**Stated exercise:** Reproduce all of the data exactly.

**Dataset excerpts:**
--- BEGIN ---

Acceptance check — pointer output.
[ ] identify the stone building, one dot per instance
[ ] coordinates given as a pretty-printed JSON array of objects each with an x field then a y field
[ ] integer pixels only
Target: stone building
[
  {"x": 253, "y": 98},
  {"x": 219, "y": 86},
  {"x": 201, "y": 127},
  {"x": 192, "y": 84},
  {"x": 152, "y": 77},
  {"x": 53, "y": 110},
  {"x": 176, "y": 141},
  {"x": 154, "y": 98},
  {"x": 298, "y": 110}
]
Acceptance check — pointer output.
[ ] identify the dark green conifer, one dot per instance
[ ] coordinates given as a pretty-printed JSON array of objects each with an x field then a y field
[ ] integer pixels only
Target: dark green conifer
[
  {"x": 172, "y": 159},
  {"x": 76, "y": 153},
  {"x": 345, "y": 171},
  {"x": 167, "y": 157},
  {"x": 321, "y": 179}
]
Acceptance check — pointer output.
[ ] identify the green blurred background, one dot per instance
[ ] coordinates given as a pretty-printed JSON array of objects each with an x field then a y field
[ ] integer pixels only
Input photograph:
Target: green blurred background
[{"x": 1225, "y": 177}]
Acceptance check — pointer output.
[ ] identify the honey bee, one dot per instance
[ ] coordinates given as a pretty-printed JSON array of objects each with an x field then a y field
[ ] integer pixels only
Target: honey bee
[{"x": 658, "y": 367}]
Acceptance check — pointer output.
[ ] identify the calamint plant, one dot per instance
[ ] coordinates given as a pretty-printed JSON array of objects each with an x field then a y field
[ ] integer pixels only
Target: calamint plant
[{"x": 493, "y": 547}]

--- END ---

**Result for this exercise:**
Acceptance check — pointer output.
[ ] identify the stone building, one dot per instance
[ ] coordinates given as a pretty-printed JSON array of objects each with an x field then a y field
[ ] integer pixels only
Target: stone building
[
  {"x": 253, "y": 98},
  {"x": 219, "y": 86},
  {"x": 201, "y": 127},
  {"x": 192, "y": 84},
  {"x": 152, "y": 77},
  {"x": 53, "y": 110},
  {"x": 176, "y": 141},
  {"x": 154, "y": 98},
  {"x": 298, "y": 110}
]
Acceptance check — pointer output.
[ ] identify the dark green conifer, one dot per instance
[ ] coordinates given as a pretty-printed JSON array of objects each with an x field then a y field
[ ] integer pixels only
Target: dark green conifer
[
  {"x": 172, "y": 159},
  {"x": 76, "y": 153},
  {"x": 345, "y": 171},
  {"x": 167, "y": 157},
  {"x": 321, "y": 179}
]
Acceptance check — pointer output.
[ ] identify the green blurred background, one dot per instance
[ ] coordinates given as a pretty-printed JSON array of objects each with an x field then a y field
[ ] integer pixels only
Input photograph:
Target: green blurred background
[{"x": 1225, "y": 177}]
Acceptance check — pointer output.
[ ] identify the honey bee, one dot per instance
[ ] coordinates given as a pretty-printed JSON array of objects each with an x field then a y field
[ ] integer pixels only
Target: honey bee
[{"x": 658, "y": 367}]
Acceptance check — pointer output.
[ ] identify the calamint plant, one dot per instance
[ ] coordinates given as a pretty-printed JSON array of objects each with an x field then a y field
[ ] integer pixels only
Target: calamint plant
[{"x": 493, "y": 547}]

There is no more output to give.